[EXERCISE INSTRUCTIONS] Could you write out all the records again with "in this photo" swapped for "in this image" wherever it occurs, keeping everything else the same and leaving out the pictures?

[RECORDED INFORMATION]

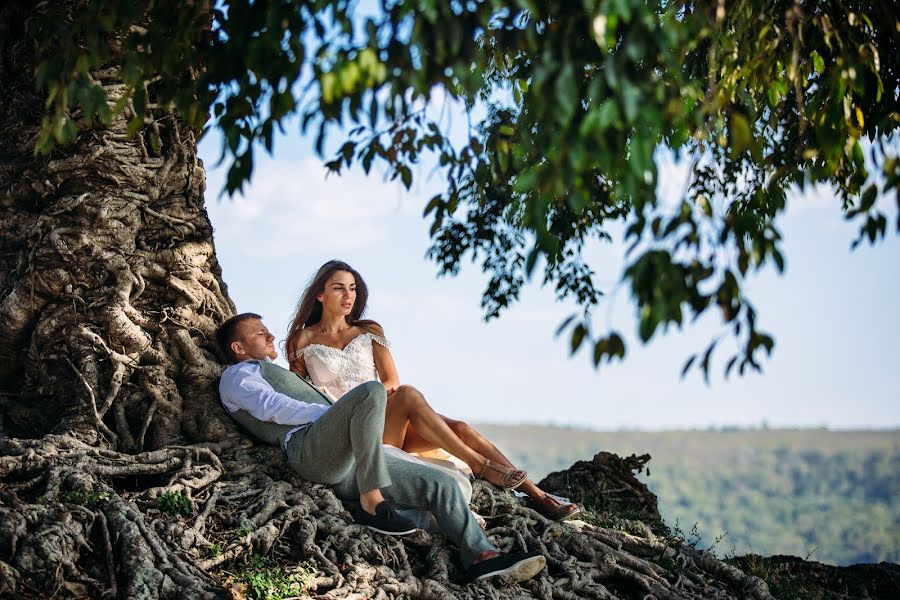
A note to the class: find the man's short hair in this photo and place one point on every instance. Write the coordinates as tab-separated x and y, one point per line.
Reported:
227	333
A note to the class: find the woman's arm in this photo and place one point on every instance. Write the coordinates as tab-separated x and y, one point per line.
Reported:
384	362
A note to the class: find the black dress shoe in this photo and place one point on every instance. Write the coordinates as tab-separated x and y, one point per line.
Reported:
385	520
521	566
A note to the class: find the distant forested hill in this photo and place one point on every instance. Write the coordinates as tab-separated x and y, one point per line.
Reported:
834	494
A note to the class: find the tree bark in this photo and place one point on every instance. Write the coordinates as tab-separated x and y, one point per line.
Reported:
110	290
120	474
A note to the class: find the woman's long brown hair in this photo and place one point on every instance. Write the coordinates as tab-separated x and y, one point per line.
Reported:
309	309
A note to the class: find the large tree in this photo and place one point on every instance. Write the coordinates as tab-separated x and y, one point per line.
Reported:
110	290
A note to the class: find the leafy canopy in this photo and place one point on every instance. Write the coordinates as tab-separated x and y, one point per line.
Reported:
570	102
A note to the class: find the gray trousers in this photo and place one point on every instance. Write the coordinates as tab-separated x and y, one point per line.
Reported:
343	448
426	488
345	442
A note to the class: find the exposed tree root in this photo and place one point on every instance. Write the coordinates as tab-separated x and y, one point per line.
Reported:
77	518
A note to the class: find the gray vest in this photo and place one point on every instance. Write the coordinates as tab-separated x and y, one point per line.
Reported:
289	384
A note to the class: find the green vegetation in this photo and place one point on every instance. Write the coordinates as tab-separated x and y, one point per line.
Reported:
567	104
266	580
824	494
174	503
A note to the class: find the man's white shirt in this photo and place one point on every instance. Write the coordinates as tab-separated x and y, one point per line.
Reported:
243	387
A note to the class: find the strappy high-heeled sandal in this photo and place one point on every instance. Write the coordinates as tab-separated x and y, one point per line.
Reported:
510	477
554	509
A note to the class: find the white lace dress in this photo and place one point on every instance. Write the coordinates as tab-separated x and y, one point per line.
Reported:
340	370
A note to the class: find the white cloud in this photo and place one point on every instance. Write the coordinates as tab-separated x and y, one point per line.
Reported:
292	205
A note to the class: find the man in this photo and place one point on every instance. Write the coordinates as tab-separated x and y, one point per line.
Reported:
340	444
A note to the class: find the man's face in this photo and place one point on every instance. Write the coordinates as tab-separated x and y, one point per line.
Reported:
254	341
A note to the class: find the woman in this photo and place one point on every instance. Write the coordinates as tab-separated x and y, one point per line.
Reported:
330	343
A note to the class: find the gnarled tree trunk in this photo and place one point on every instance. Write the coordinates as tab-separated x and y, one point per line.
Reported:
120	474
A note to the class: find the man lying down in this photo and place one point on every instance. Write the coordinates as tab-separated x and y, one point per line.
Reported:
340	444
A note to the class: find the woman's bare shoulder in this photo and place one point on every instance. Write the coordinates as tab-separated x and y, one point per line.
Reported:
372	327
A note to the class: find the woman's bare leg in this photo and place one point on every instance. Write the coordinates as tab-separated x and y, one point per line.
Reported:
407	407
474	440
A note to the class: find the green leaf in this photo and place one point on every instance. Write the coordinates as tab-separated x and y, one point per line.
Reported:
818	62
741	137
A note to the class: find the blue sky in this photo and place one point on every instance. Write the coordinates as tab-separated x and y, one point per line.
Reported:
833	313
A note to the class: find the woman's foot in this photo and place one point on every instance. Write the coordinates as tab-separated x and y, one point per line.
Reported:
508	478
555	510
519	566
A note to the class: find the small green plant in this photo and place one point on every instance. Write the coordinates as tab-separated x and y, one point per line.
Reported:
266	580
174	503
83	498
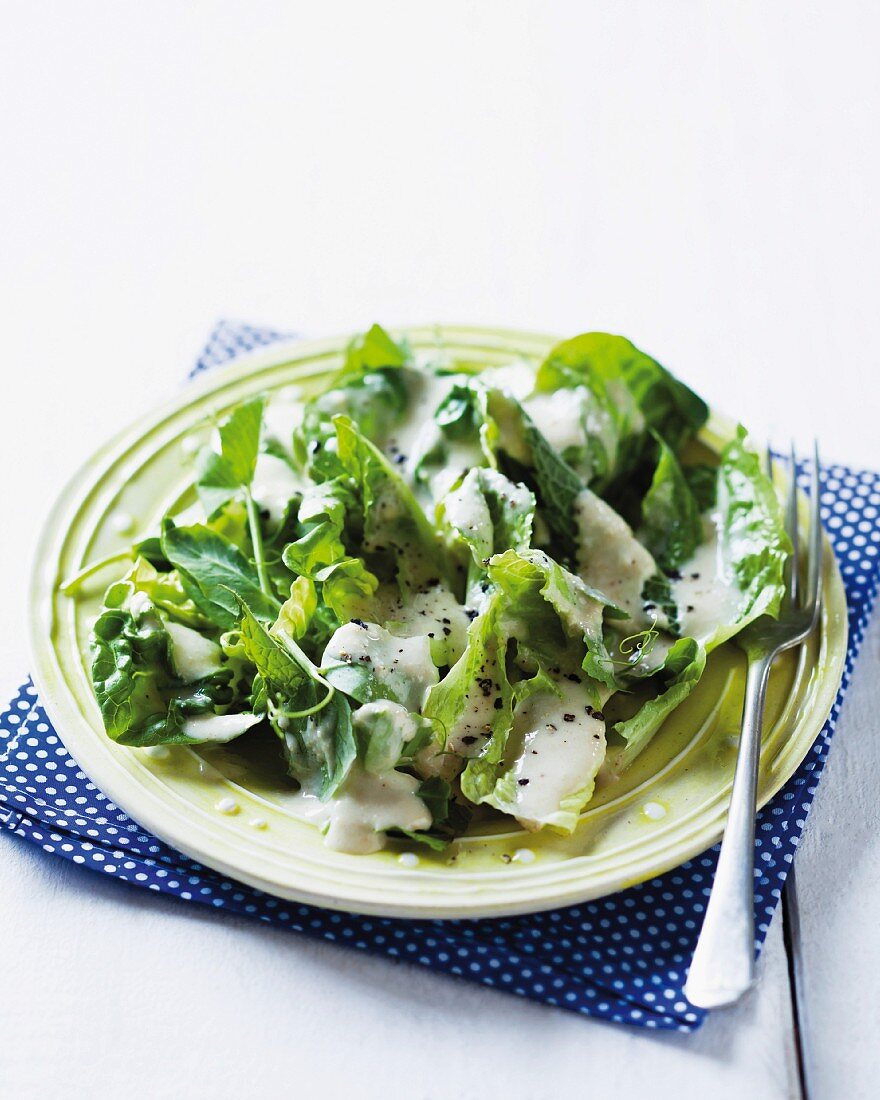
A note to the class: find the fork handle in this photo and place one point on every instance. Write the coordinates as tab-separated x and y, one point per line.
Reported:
723	966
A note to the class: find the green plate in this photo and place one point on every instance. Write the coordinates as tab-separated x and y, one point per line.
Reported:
668	806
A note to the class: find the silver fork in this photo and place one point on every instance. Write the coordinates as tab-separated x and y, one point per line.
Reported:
723	966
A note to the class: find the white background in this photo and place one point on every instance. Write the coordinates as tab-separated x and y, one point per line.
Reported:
702	177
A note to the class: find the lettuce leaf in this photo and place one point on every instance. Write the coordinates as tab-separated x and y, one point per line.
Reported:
142	700
681	672
752	541
490	514
672	527
213	573
394	526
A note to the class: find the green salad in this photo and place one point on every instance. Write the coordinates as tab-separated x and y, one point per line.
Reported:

[OUTPUT OF THE EXERCISE]
A note to the class: find the man's short hair in this image and place one point on every instance. Write the coordinates as tab-separated x and y, one point per line.
Reported:
227	333
A note to the class: find the woman's arm in this image and place one point on every instance. Write the coordinates as tab-separated x and y, one point per line.
Reported:
384	362
A note to the class: find the black dress shoe in this image and place one point on every instance. Write the coordinates as tab-separated x and y, one point per line.
Reported:
385	520
521	566
A note to the class: find the distant forested hill in this image and place one point on every instance. Write the coordinates as tab-separated x and y, one point per line.
Reported:
834	494
A note to the class: find the tree bark in this image and place one point on every instance. Write the coordinates as tab-separated x and y, one point per line.
Reported:
110	290
120	474
A note to the class: find the woman's long brown hair in this image and place one point on every instance. Write the coordinates as tab-separated x and y, one point per line.
Reported:
309	309
A note to the class: find the large tree in this image and place one point on every instance. Write the coordinates as tab-separated x and y, one point per line.
Reported:
110	290
A note to the class: find the leafy canopy in this image and place one point on every instance. Write the coordinates as tab-separated x and y, one point per line.
Reported:
570	102
A note to the class: find the gray trousers in this image and place one point on every instance. Write the coordinates as tab-separated x and y, one point per line.
Reported:
343	448
426	488
345	442
A note to the class: find the exposed tree root in this image and place one point on every instance. Write the coordinates as tab-separated x and y, one point per line.
Reported:
77	518
A note to the class: find the gray vest in this image and place one point on every instance. Write the coordinates as tab-separated x and y, one point per line.
Reported:
289	384
A note to the class: find the green vegetation in this image and place one point on every instance. Write the coordinates as tab-separated x and y, one point per line.
Reported:
567	104
266	580
824	494
174	503
A note to the class: find the man's white shirt in this image and place one point on every instance. Write the coordinates as tab-separated x and y, one point per line.
Reported:
243	387
A note to the class: find the strappy high-heeled sandal in this image and place one point on every instance. Write the coordinates as tab-separated x and y, one point per line.
Reported:
510	477
554	509
A note to the class: find the white lace dress in this image and place one point on every instance. Write the coordinates as tab-separated x and y, one point per line.
Reported:
340	370
A note to the class: find the white cloud in this image and place one point on every instance. Write the coordinates as tab-separated x and y, one point per line.
Reported:
292	205
A note to the class: find the man in this image and place one point on every instance. Write the coordinates as tab-separated x and y, one point per line.
Reported:
340	444
A note to the class: find the man's face in this image and place one point on every instance. Write the coordinates as tab-separated x and y, one point per line.
Reported:
254	341
A note to the class: find the woman in this image and place one point on every instance. Write the coordinates as tab-separated x and y, one point per line.
Reported:
330	343
A note to the class: find the gnarled tree trunk in this image and place one point on every instance. Write the coordinates as tab-separated x and y, one point per line.
Reported:
120	474
A note to the class: find the man lying down in this image and place one point on every instance. Write the coordinates as tab-separated x and y, one point per line.
Reported:
340	444
A note to the class: find the woman's bare shoulder in this image and place one point on every instance. Write the coordinates as tab-separated x and y, one point per line.
Reported:
372	327
A note to the class: find the woman's bare leg in this image and place one point on every instance. Write the coordinates as tab-separated x and y, one point per line.
Reported:
407	407
474	440
A note to the class: find the green leaf in this image and place one point on every instance. Write the coordinates as tab-separated x and y, one point per line.
Reported:
818	62
741	137
A note to the class: find the blue sky in this image and place one point on every instance. Write the coordinates as tab-separated x and y, one point per line.
Reported:
833	313
A note to the class: find the woman's foot in this image and place one point on every instance. Write the coordinates as tab-separated x and y, one point per line.
Reported:
508	478
555	510
519	566
A note to the class: find the small green plant in this image and place one point on every instance. Write the coordinates as tab-separated x and y, one point per line.
Reported:
266	580
174	503
83	498
A note to the class: find the fork handle in this image and place one point on every instance. Write the coordinates as tab-separated x and y, one point per line.
Reported:
723	966
A note to the class: find the green plate in this image and place one point on every instance. Write the coordinates as tab-separated x and y, one point per line.
Reported:
668	806
A note to the class: find the silver fork in this image and place one point on every instance. Write the coordinates as tab-separated x and y, one point per line.
Reported:
723	966
A note to the class: find the white background in this image and place one point on every instance. Write the coordinates as tab-separated x and y, one point per line.
Reported:
702	177
A note to the class: find the lettuce leaf in this image and place one point on every instance. Write the coordinates as tab-separated x and y, one point per line.
Reported:
142	700
681	672
752	541
490	514
672	527
213	573
394	526
A note to the class: find the green salad in this image and place one point on every instance. Write the coordinates as tab-separated x and y, one point per line.
Reported:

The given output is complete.